# Task requirements
Copy out word for word the stretch of the passage on the Bank of England's emergency gilt intervention from "It is the final" through "increasing capital buffers.".

# Selected extract
The Bank made two big bets when it stepped in to manage the market meltdown, writes our banking correspondent Kalyeena Makortoff. First, that £65bn was enough to hoover up UK bonds – known as gilts – being dumped on the market by pension funds scrambling to raise cash to pay their banks. Second, that two weeks would be long enough for the pensions industry to sort itself out and avoid another fire sale of assets.

The first bet seems to have been sound. The Bank has so far spent £17.8bn of the £65bn earmarked for the emergency intervention. On Thursday, it spent £4.7bn, its highest daily total so far, but still well below the £10bn daily cap. But the second bet is proving much more of a gamble. It is still unclear whether all pension funds have built up a big enough cash cushion to weather further storms.

Victoria Scholar, head of investment at interactive investor, says:

It is the final day of the Bank of England’s emergency intervention, with the spotlight on the gilt market and pension funds next week once those support measures are removed. The big question is whether pension funds have done enough over the last fortnight in terms of fundraising, reducing leverage, and increasing capital buffers.

# Data shown

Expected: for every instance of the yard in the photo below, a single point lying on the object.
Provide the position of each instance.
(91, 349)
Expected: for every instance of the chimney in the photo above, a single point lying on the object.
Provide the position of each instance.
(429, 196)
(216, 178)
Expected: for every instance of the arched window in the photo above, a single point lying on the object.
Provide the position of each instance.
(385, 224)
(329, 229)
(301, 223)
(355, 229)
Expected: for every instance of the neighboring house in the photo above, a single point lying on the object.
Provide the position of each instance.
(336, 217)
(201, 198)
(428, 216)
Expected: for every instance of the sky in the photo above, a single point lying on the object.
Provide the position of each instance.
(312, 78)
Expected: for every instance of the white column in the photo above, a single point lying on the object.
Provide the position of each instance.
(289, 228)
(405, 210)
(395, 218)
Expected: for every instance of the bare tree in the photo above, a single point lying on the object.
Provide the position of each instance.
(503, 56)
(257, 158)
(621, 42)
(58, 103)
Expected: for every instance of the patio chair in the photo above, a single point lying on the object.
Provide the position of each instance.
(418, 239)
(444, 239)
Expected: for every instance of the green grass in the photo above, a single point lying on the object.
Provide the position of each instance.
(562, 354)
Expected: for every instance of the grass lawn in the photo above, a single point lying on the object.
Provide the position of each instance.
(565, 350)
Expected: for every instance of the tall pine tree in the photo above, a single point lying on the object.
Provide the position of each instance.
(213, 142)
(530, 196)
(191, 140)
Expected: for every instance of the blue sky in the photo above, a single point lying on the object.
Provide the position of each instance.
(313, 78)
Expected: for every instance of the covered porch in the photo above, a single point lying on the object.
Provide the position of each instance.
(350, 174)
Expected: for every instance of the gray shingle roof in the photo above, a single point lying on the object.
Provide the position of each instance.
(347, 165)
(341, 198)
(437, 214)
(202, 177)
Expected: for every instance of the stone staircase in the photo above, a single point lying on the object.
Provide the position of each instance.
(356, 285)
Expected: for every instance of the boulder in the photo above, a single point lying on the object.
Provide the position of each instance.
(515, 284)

# The reply
It is the final day of the Bank of England’s emergency intervention, with the spotlight on the gilt market and pension funds next week once those support measures are removed. The big question is whether pension funds have done enough over the last fortnight in terms of fundraising, reducing leverage, and increasing capital buffers.